--- start of ROWS ---

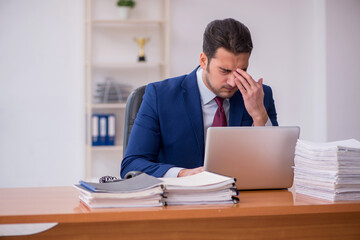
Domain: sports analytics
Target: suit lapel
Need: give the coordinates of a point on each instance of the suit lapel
(192, 103)
(236, 109)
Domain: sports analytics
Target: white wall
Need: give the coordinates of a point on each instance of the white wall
(41, 100)
(343, 69)
(301, 49)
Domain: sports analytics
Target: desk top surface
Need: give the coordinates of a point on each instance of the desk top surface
(61, 204)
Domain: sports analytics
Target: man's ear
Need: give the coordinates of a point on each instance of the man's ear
(203, 61)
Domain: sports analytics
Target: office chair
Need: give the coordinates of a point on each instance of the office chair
(132, 107)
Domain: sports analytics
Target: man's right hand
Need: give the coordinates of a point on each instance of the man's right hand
(188, 172)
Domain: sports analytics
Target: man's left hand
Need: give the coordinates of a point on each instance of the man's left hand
(253, 95)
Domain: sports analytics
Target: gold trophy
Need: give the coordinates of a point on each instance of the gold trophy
(142, 41)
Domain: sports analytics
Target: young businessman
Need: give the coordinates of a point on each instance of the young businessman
(167, 139)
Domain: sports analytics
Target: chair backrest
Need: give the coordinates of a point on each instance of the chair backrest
(132, 107)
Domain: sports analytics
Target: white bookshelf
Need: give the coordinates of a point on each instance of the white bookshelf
(111, 52)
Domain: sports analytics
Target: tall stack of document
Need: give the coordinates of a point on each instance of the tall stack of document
(201, 188)
(147, 191)
(329, 171)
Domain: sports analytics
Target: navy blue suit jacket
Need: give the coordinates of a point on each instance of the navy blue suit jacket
(168, 131)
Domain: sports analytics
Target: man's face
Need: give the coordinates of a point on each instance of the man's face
(218, 74)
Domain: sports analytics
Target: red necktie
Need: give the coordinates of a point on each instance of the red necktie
(219, 118)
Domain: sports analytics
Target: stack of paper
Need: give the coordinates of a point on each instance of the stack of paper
(146, 191)
(140, 191)
(202, 188)
(328, 170)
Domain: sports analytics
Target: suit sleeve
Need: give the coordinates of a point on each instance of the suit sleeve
(270, 106)
(145, 140)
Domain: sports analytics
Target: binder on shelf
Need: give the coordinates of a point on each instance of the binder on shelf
(111, 130)
(103, 129)
(95, 130)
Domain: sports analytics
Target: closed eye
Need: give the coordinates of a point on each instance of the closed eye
(225, 71)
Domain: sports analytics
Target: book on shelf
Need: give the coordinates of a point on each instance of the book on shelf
(103, 130)
(147, 191)
(329, 171)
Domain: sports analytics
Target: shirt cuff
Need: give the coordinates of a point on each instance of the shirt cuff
(172, 172)
(268, 123)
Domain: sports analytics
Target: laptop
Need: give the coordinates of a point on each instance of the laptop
(258, 157)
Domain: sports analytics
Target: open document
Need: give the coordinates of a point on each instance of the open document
(146, 191)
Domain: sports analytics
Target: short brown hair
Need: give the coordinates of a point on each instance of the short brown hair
(229, 34)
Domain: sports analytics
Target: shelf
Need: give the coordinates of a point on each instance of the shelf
(119, 22)
(108, 105)
(127, 65)
(106, 148)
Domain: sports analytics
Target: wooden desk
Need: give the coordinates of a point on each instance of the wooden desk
(259, 215)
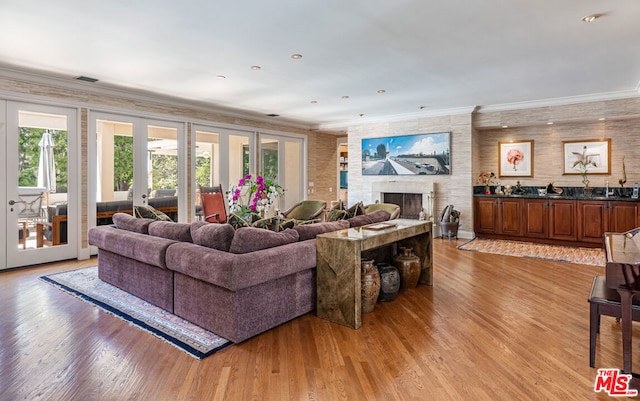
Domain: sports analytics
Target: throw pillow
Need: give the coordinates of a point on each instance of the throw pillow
(275, 223)
(149, 212)
(245, 220)
(373, 217)
(125, 221)
(336, 214)
(251, 239)
(215, 236)
(355, 210)
(170, 230)
(309, 231)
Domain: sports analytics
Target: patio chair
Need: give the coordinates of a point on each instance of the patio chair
(213, 204)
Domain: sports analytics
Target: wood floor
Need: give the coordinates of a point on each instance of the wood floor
(491, 328)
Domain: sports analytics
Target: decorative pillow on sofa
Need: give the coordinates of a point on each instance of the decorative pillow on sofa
(275, 223)
(149, 212)
(170, 230)
(127, 222)
(373, 217)
(309, 231)
(336, 214)
(250, 239)
(355, 210)
(212, 235)
(246, 220)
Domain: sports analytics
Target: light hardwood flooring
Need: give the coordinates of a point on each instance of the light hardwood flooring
(491, 328)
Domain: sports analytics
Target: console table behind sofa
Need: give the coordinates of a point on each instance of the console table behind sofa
(54, 230)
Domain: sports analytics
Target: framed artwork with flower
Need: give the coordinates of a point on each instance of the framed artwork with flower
(516, 159)
(587, 156)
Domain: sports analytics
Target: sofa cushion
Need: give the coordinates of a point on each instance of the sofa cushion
(212, 235)
(355, 210)
(149, 212)
(170, 230)
(309, 231)
(125, 221)
(250, 239)
(374, 217)
(275, 223)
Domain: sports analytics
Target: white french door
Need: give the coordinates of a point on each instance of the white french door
(40, 155)
(133, 159)
(282, 158)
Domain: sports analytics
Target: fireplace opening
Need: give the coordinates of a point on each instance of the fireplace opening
(410, 204)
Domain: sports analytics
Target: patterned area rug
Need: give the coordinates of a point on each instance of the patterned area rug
(85, 284)
(584, 256)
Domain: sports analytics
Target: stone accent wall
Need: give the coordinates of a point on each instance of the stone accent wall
(455, 188)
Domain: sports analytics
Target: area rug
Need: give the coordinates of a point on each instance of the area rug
(85, 284)
(584, 256)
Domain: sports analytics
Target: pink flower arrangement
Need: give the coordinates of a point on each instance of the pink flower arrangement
(515, 156)
(259, 193)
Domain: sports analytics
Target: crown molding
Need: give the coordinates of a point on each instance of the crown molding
(561, 101)
(101, 89)
(399, 117)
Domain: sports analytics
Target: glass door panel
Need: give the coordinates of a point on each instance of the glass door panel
(41, 212)
(207, 162)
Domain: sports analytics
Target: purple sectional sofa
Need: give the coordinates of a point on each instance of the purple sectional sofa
(235, 283)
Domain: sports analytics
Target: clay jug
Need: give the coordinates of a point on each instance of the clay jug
(409, 267)
(370, 286)
(389, 282)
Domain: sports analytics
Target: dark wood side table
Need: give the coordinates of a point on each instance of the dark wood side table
(339, 258)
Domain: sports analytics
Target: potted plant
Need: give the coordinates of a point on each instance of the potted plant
(583, 164)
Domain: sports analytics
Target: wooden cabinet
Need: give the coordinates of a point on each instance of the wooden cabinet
(498, 216)
(592, 219)
(550, 219)
(562, 220)
(597, 217)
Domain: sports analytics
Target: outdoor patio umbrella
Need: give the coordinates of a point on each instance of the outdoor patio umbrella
(47, 166)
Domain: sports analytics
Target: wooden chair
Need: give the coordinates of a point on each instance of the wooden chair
(604, 301)
(213, 205)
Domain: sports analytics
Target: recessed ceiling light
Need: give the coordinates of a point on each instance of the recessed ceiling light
(591, 18)
(86, 79)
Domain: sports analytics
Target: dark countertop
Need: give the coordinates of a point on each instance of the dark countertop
(559, 197)
(568, 193)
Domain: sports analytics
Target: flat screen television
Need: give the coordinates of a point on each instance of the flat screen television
(420, 154)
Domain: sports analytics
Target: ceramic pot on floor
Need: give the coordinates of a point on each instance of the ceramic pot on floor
(389, 282)
(408, 265)
(370, 286)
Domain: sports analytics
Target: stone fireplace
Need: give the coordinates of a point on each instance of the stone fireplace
(411, 196)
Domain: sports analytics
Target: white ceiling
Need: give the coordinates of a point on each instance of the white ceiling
(438, 55)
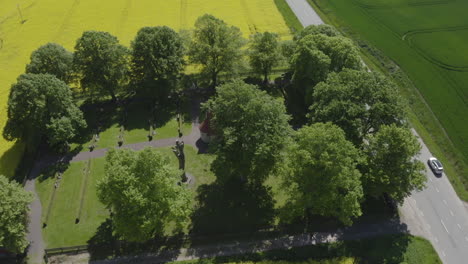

--- end of ROWS ---

TASK DETAILS ::
Count the lines in the listing above that contain the word "side" and give only that number.

EXERCISE ANSWER ::
2